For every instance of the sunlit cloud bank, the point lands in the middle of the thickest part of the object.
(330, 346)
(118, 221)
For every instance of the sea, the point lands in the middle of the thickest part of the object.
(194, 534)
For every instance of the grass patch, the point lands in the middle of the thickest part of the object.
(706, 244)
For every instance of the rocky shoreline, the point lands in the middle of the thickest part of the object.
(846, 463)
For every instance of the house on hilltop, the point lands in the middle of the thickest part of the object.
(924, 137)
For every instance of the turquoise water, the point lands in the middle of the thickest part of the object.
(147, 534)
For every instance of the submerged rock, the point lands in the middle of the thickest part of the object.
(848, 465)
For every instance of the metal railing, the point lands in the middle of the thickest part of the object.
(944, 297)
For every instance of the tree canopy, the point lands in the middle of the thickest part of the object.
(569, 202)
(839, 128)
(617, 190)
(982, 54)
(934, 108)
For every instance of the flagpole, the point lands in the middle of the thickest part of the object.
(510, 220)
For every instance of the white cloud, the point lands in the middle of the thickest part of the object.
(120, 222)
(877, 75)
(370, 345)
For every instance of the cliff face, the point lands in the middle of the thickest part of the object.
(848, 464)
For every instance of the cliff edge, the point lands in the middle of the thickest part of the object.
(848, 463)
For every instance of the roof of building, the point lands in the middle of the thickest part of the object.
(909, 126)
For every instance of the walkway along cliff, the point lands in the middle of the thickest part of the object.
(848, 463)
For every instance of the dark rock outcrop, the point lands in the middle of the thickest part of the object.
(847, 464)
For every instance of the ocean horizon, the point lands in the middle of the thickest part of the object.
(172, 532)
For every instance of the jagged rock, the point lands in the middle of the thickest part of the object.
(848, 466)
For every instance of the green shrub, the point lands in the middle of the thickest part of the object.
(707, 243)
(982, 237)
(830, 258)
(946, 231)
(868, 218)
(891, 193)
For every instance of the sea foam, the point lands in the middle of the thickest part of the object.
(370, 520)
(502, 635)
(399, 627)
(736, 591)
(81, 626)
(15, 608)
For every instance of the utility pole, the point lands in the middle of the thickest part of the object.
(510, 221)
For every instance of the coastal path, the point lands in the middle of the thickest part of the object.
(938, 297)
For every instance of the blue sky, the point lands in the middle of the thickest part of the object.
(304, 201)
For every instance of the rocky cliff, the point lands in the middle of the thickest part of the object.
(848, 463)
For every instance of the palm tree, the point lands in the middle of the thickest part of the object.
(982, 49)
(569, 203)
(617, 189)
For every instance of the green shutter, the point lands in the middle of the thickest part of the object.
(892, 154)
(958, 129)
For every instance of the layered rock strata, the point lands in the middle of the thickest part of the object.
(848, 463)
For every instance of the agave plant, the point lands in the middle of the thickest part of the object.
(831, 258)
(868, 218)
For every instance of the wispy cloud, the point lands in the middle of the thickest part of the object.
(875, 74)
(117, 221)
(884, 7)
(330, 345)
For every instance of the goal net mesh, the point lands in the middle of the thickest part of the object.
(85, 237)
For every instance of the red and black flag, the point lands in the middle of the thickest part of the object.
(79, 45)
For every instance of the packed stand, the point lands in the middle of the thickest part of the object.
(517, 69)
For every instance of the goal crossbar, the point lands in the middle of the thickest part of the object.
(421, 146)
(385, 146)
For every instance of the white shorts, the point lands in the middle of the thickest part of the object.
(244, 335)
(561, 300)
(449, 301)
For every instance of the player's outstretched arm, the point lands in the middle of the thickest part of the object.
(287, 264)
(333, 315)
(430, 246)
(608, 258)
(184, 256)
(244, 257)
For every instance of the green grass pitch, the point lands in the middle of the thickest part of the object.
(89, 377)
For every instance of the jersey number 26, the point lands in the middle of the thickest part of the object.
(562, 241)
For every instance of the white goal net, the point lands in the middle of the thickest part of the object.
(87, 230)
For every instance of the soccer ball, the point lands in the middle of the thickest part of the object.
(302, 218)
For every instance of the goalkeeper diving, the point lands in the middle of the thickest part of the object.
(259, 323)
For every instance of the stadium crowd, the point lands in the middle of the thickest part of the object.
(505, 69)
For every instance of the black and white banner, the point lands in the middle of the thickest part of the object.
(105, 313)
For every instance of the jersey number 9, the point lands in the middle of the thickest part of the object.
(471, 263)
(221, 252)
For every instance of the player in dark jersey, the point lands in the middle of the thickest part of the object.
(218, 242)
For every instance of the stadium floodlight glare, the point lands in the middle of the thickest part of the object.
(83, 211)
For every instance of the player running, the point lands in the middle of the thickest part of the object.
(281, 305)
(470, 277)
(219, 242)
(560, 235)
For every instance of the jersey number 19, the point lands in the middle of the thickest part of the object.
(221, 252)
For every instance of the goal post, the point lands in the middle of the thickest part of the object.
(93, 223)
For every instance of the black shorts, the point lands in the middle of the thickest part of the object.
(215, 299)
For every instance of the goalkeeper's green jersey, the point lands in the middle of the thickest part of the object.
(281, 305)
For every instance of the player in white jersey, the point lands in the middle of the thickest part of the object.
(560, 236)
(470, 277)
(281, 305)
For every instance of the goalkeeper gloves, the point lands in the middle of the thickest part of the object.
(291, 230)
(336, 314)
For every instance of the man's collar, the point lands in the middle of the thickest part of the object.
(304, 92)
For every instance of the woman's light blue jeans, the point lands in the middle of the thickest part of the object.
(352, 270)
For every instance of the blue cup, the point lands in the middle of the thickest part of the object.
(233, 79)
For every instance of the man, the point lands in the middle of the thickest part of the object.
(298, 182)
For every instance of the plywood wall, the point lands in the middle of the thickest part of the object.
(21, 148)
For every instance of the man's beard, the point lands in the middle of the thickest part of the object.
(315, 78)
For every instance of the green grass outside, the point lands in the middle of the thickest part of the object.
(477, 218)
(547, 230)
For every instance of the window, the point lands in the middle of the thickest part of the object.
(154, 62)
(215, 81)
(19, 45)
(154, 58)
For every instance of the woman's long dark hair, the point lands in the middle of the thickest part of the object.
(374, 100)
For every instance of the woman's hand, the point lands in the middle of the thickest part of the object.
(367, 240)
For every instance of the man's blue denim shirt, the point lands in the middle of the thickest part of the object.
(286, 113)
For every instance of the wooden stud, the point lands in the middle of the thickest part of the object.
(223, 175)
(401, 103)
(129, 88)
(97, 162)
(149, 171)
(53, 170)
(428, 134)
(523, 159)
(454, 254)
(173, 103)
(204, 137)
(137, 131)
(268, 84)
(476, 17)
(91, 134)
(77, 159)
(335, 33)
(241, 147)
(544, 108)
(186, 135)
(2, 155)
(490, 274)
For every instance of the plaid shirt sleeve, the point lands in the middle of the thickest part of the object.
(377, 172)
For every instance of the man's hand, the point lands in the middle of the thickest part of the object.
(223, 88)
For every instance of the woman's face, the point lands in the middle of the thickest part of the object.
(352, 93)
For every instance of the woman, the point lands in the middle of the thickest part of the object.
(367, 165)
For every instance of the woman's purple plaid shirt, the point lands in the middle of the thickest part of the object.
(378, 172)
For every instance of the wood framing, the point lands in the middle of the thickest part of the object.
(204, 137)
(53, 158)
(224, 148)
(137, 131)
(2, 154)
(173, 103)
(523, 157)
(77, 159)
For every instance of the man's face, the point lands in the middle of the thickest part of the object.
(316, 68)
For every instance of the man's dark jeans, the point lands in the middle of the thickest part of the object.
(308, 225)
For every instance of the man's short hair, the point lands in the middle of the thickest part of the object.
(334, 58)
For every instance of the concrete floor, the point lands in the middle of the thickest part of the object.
- - -
[Exercise description] Transcribe word for word the lines from the one holding "For every instance of the plaid" to the last line of the listing above, inclusive.

[Response to the exercise]
For every instance of the plaid shirt sleeve, the point lands in the middle of the thickest part of the object.
(377, 172)
For every instance of the man's hand, the point lands in the middle of the thickest part of the object.
(223, 88)
For every instance of the woman's face, the point lands in the middle of the thickest part of the object.
(352, 93)
For every instance of the woman, the point lands in the middle of the thickest part of the object.
(367, 165)
For every instance of the woman's purple plaid shirt, the point lands in the middle of the thickest part of the object.
(378, 172)
For every instance of the wood framing, the point lands in the middle of the thickest part of the object.
(204, 137)
(53, 158)
(224, 148)
(137, 131)
(2, 154)
(173, 103)
(523, 157)
(77, 159)
For every instance of the man's face, the point lands in the middle of the thickest part of the object.
(316, 68)
For every instance of the man's dark jeans, the point lands in the middle of the thickest part of the object.
(308, 225)
For every instance of the man's short hair, the point lands in the middle of the thickest part of the object.
(334, 58)
For every instance of the concrete floor, the point lands in the middle of the thickest part of the object.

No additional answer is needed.